__Exercise__. From the data that follows, copy every line with the string "queried".

__Exercise data__.
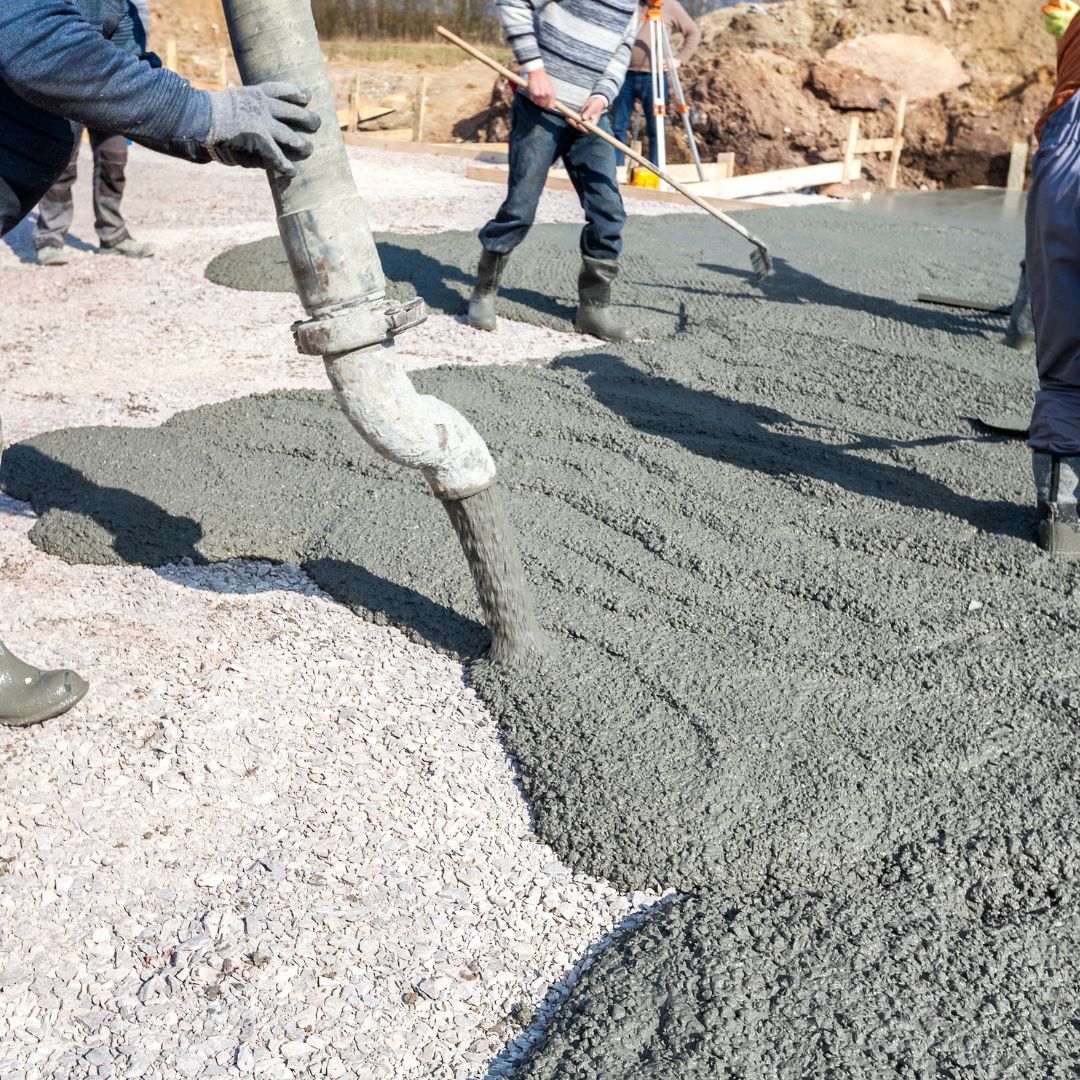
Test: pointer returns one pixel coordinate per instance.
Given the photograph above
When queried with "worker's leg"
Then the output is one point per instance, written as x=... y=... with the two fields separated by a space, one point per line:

---

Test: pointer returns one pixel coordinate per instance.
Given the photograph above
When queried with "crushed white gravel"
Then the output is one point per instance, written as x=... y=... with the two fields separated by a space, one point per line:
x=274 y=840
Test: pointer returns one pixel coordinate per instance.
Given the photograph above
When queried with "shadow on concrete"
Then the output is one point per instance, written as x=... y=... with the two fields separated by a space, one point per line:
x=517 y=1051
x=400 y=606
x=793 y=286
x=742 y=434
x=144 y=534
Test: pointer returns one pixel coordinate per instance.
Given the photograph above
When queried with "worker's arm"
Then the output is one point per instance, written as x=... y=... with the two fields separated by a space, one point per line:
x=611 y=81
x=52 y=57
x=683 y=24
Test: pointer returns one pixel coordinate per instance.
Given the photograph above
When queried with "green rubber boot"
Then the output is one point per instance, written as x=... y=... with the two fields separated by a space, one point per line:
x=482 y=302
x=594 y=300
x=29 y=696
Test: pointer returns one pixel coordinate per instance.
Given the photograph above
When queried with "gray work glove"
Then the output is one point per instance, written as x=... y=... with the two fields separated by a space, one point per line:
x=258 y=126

__Output for this task__.
When queried with "worker's leg"
When queried with "crushed white gravel"
When queried with "shadow on concrete"
When queried with "worker's arm"
When queried with "green rubber boot"
When queried with "gray work glove"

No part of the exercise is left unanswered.